**Your goal**
Would you return the entries exactly, with every line intact?

**Record extracts**
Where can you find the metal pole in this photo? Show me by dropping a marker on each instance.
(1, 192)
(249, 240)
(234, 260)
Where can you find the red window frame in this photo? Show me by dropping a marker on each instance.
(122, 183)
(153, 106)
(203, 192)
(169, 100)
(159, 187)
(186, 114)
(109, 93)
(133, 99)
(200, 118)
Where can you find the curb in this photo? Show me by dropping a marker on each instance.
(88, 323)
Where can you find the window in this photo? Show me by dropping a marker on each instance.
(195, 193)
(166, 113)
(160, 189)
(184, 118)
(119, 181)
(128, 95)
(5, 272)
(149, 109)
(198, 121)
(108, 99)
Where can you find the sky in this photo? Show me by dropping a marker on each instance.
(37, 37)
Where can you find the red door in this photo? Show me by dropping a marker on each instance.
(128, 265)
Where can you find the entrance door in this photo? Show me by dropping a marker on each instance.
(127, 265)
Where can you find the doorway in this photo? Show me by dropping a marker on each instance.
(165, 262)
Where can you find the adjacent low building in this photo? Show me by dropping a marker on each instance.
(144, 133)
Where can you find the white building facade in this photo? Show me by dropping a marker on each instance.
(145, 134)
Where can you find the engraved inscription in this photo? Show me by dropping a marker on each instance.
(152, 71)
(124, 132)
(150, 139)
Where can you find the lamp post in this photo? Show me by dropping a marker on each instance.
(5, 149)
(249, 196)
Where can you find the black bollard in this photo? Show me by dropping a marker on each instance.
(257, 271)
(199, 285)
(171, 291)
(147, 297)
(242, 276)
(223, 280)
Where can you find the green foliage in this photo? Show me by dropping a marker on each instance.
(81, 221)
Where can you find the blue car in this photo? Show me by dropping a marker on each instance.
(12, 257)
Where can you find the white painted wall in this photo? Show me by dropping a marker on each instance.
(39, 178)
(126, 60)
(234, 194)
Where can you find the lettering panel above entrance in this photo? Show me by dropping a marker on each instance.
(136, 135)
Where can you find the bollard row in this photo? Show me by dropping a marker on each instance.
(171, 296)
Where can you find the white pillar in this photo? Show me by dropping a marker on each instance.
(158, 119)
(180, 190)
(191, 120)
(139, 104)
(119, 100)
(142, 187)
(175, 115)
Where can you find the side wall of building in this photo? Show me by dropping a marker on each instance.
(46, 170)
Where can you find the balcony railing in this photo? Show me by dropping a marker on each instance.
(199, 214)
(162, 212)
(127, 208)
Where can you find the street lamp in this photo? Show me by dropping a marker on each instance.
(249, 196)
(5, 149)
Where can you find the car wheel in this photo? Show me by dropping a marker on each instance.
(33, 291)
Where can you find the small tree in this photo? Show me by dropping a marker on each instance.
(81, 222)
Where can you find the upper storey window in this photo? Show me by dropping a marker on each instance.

**Expected output**
Where can you find the metal pole in this photo? Show me by dropping a marker on each instance.
(1, 192)
(249, 240)
(234, 260)
Where can you find the red window frame in this photo? Show me by dropping a marker on each instance.
(122, 183)
(153, 106)
(203, 192)
(169, 100)
(159, 187)
(186, 114)
(109, 93)
(133, 99)
(200, 118)
Where can you find the curb in this photo? Show me by dropping a marker on each instance.
(88, 323)
Where can you find the window in this photo? Show me by dropping a marker on each instance.
(195, 193)
(166, 113)
(160, 189)
(184, 118)
(119, 181)
(128, 95)
(5, 272)
(149, 109)
(198, 121)
(108, 99)
Where can you find the sky in this photo? Show me by dropping a marker on each instance.
(37, 37)
Where can you find the red door in this photo? Show me by dropping a marker on each instance.
(128, 265)
Where can you find the entrance door in this photo? Show me by dropping a marker on each instance.
(127, 265)
Where can you find the doorway in this photo? Show me by dropping a marker on each instance.
(165, 262)
Where can you find the adjacent low building in this photo? Show me by dropping a marker on each instance.
(144, 133)
Where can you find the white building facade in this photo? Show me by dropping a marker on each instance.
(145, 134)
Where can you find the engraved inscription in this photo? Show me by dropping a marker on each instance.
(152, 71)
(124, 132)
(150, 139)
Where can you find the lamp post in this photo? Show me by dropping a marker on each instance.
(5, 149)
(249, 196)
Where can you find the black bollard in this photo? Show me by dropping a marker on each instance.
(257, 271)
(199, 285)
(171, 291)
(147, 297)
(242, 276)
(223, 280)
Where can you find the green foliage in this photo? Show me by dropping a marker on each instance.
(81, 221)
Where can you find the blue car in this photo? Show me by dropping a marker on each instance.
(12, 257)
Where can you find the white painted wall in this photo? Show me by dropping a marker on each instance.
(39, 178)
(126, 60)
(234, 194)
Where can you find the lettering panel above entrance in this photo? Show me by dropping a marker on each instance.
(136, 135)
Where can you find the bollard row in this photo? Show me by dropping a marker on each instance.
(171, 296)
Where can you find the white pillar in this photo? Show me by dropping a marker on each instance.
(158, 119)
(180, 190)
(191, 120)
(139, 104)
(119, 100)
(142, 187)
(175, 115)
Where can you find the side wall of building in this photo? Show me by dropping a marker on each instance.
(46, 170)
Where can you find the balcony railing in this photo? Show me by dropping a marker on each instance.
(199, 214)
(162, 212)
(127, 208)
Where can you find the street lamp in this photo? Show me by dropping a marker on each instance.
(249, 196)
(5, 149)
Where can you find the car wheel in this photo? Show me by dropping a marker on each instance.
(33, 291)
Where can you find the small tree in this photo? Show me by dropping a marker on each instance.
(81, 222)
Where can you find the upper storey window in this photo? Show me by dropping a marker on each instance.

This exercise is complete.